SUPPLIED ENTRIES:
[start]
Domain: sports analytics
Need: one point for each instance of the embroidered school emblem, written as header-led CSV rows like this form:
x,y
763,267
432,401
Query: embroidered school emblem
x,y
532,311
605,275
[end]
JOB:
Print every line of the records above verbatim, without altering anything.

ANSWER TO THE TASK:
Domain: sports analytics
Need: one point for each instance of the embroidered school emblem, written as header-led CSV rows like this form:
x,y
763,267
432,401
Query: embroidered school emblem
x,y
532,311
605,275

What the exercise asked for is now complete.